| RECORDED DATA |
::::::::

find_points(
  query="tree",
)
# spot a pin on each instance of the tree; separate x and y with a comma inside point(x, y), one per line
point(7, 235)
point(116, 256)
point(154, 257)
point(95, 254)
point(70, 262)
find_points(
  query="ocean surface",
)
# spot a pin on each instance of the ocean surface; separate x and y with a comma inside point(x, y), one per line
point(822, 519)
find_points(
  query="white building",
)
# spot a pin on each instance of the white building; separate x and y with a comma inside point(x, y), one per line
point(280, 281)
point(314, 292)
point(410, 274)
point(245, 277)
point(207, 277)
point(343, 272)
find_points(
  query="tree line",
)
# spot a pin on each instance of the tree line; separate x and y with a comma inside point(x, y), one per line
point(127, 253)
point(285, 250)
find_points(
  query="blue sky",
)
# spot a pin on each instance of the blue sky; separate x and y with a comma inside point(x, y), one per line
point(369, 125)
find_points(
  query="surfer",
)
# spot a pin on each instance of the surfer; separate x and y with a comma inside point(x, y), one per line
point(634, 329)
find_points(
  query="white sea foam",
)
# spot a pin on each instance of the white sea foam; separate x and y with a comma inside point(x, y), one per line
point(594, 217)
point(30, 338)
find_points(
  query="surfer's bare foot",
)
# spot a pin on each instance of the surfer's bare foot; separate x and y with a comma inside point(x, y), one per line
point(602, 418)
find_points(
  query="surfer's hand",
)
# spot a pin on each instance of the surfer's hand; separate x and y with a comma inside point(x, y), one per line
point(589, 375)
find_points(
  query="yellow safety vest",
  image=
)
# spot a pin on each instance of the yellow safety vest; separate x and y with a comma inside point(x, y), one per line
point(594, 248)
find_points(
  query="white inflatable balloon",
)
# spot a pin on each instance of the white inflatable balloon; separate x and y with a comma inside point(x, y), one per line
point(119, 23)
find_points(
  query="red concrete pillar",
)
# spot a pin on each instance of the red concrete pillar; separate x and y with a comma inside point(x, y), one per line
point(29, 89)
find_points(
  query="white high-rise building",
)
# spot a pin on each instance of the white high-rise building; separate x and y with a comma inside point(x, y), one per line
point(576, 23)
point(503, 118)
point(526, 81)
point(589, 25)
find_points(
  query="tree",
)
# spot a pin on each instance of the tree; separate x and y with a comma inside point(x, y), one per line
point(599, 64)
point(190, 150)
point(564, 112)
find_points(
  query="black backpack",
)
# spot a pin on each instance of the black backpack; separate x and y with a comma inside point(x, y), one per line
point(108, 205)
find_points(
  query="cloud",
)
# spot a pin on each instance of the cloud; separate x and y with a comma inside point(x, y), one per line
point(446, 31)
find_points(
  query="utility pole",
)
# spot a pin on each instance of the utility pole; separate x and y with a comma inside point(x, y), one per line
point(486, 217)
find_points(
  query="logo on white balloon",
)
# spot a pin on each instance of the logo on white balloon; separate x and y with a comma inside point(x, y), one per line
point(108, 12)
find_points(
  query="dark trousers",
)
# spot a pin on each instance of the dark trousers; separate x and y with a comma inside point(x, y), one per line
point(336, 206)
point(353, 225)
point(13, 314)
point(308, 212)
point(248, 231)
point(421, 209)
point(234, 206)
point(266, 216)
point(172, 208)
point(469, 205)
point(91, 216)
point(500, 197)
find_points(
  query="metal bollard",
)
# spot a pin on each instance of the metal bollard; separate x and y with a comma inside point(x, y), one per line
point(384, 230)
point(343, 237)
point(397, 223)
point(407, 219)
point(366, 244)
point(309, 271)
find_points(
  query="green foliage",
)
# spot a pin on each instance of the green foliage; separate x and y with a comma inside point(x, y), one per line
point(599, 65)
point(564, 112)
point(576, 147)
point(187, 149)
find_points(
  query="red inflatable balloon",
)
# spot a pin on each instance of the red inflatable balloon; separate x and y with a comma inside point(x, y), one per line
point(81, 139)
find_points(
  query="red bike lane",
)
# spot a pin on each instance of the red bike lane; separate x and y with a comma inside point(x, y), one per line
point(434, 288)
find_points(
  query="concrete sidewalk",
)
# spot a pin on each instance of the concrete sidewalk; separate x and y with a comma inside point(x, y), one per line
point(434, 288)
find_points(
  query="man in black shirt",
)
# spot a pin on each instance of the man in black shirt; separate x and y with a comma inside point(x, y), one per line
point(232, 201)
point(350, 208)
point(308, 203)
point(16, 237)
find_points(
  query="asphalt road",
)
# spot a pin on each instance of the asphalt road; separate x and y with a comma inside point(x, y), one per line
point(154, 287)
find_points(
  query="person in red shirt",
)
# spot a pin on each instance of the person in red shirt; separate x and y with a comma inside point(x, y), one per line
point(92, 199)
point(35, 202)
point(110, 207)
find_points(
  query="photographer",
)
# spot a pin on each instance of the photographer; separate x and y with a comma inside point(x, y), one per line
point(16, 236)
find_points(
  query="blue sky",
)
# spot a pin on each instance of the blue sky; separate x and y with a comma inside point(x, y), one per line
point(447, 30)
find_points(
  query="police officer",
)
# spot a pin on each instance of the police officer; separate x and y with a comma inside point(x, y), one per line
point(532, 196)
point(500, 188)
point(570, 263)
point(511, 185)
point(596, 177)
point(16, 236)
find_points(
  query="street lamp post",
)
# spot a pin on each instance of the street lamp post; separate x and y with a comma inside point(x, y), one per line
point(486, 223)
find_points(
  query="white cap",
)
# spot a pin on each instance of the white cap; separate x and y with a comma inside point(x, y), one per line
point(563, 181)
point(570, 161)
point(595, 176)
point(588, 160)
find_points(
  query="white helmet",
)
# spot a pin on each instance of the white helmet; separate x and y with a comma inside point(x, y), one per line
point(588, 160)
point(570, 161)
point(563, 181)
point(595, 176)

::::::::

| AIM OF THE TASK |
The full listing should be duplicated exactly, line by line.

| EXERCISE SOLUTION |
find_points(
  query="tree",
)
# spot a pin on each instance of the tree; separate x and y with a comma inside point(x, y), one per line
point(7, 235)
point(116, 256)
point(154, 257)
point(95, 254)
point(70, 262)
find_points(
  query="ocean surface",
)
# spot a pin on each instance of the ocean surface; separate x and y with a comma inside point(x, y), one per line
point(822, 519)
find_points(
  query="white building",
)
# spot a pin on each instance of the white building; separate x and y with a comma inside point(x, y), one per line
point(280, 281)
point(314, 292)
point(410, 274)
point(245, 277)
point(207, 277)
point(343, 272)
find_points(
  query="tree line",
)
# spot a pin on each instance of the tree line; separate x and y with a comma inside point(x, y), one per line
point(127, 253)
point(285, 250)
find_points(
  query="blue sky",
)
# spot a pin on each instance of the blue sky; separate x and y with a comma inside point(x, y), one per line
point(369, 125)
find_points(
  query="surfer",
)
# spot a pin on each instance of the surfer; separate x and y with a comma inside point(x, y), one per line
point(634, 329)
find_points(
  query="white sea foam",
)
# spot a pin on each instance of the white sea foam; separate x and y with a comma inside point(x, y), one per line
point(594, 217)
point(30, 338)
find_points(
  query="surfer's bare foot",
)
# spot a pin on each instance of the surfer's bare foot; separate x and y with a comma inside point(x, y), one per line
point(602, 418)
find_points(
  query="surfer's hand",
)
# spot a pin on each instance of the surfer's hand; separate x and y with a comma inside point(x, y), one per line
point(589, 375)
find_points(
  query="yellow safety vest",
  image=
)
# spot a pin on each instance of the yellow safety vest; separate x and y with a comma inside point(x, y), one per line
point(594, 248)
find_points(
  query="white inflatable balloon",
)
# spot a pin on each instance of the white inflatable balloon; separate x and y with a comma inside point(x, y), one per line
point(119, 23)
find_points(
  query="red concrete pillar",
)
# spot a pin on each instance of the red concrete pillar; separate x and y with a comma inside point(x, y), one per line
point(29, 89)
find_points(
  query="white high-rise building",
)
# spot a pin on each instance of the white high-rise building; separate x and y with a comma inside point(x, y), one per line
point(576, 23)
point(503, 118)
point(526, 81)
point(589, 25)
find_points(
  query="tree",
)
# spot a pin on each instance of the tree; separate x and y with a comma inside point(x, y), one per line
point(599, 64)
point(190, 150)
point(564, 112)
find_points(
  query="black backpack",
)
# spot a pin on each instance of the black backpack; separate x and y with a comma inside point(x, y), one per line
point(108, 205)
find_points(
  query="cloud",
)
# spot a pin on each instance of the cloud; separate x and y with a comma inside point(x, y), one per line
point(446, 31)
find_points(
  query="utility pole",
)
# spot a pin on each instance of the utility pole; separate x and y with a comma inside point(x, y), one per line
point(486, 217)
find_points(
  query="logo on white balloon",
)
# spot a pin on each instance of the logo on white balloon; separate x and y with a comma inside point(x, y), one per line
point(108, 12)
find_points(
  query="dark trousers",
)
# spot a pin on each instance of the dark trousers; separate x and y with a comma inside point(x, y), one per line
point(336, 206)
point(353, 225)
point(13, 314)
point(308, 212)
point(248, 231)
point(421, 209)
point(234, 206)
point(266, 216)
point(172, 208)
point(469, 205)
point(91, 216)
point(500, 197)
find_points(
  query="metal bollard",
)
# spot a pin on each instance of the metal bollard; separate x and y with a comma inside point(x, y), one per line
point(384, 230)
point(343, 237)
point(397, 223)
point(407, 219)
point(366, 244)
point(309, 271)
find_points(
  query="green foliage",
)
# spot a pin on each instance of the green foliage; separate x and y with a comma inside point(x, y), one per line
point(599, 65)
point(564, 112)
point(576, 147)
point(187, 149)
find_points(
  query="red inflatable balloon",
)
# spot a pin on each instance of the red inflatable balloon; separate x and y with a comma inside point(x, y), one per line
point(81, 139)
find_points(
  query="red bike lane",
)
# spot a pin on each instance of the red bike lane; separate x and y with a comma inside point(x, y), one per line
point(434, 288)
find_points(
  query="concrete sidewalk",
)
# spot a pin on each instance of the concrete sidewalk; separate x and y with a comma inside point(x, y), one per line
point(434, 288)
find_points(
  query="man in black shirt",
)
# spot a pin on each instance of the man in black shirt; separate x and y with a comma inside point(x, y), one per line
point(232, 201)
point(350, 208)
point(308, 203)
point(16, 237)
find_points(
  query="asphalt road",
)
# spot a pin on each instance of the asphalt road; separate x and y with a comma inside point(x, y), one per line
point(154, 287)
find_points(
  query="person in red shirt",
)
# spot a pin on each instance of the person in red shirt; separate x and y with a comma inside point(x, y), one per line
point(92, 199)
point(35, 202)
point(110, 207)
find_points(
  query="photographer",
)
# spot a pin on each instance of the photographer; separate x and y with a comma inside point(x, y), one per line
point(16, 236)
find_points(
  query="blue sky",
)
# spot a pin on each instance of the blue sky; separate x and y with a comma inside point(x, y), one per line
point(447, 30)
find_points(
  query="police officer",
)
# spot a pin on each instance of the police officer; separate x and y with a comma inside point(x, y), one per line
point(532, 196)
point(500, 188)
point(570, 263)
point(511, 185)
point(596, 177)
point(16, 236)
find_points(
  query="street lamp post",
)
# spot a pin on each instance of the street lamp post; separate x and y with a comma inside point(x, y), one per line
point(486, 223)
find_points(
  query="white cap",
)
# spot a pin on each instance of the white cap; separate x and y with a comma inside point(x, y), one per line
point(563, 181)
point(570, 161)
point(595, 176)
point(588, 160)
find_points(
  query="white helmet",
)
# spot a pin on each instance of the white helmet; separate x and y with a comma inside point(x, y), one per line
point(588, 160)
point(570, 161)
point(563, 181)
point(595, 176)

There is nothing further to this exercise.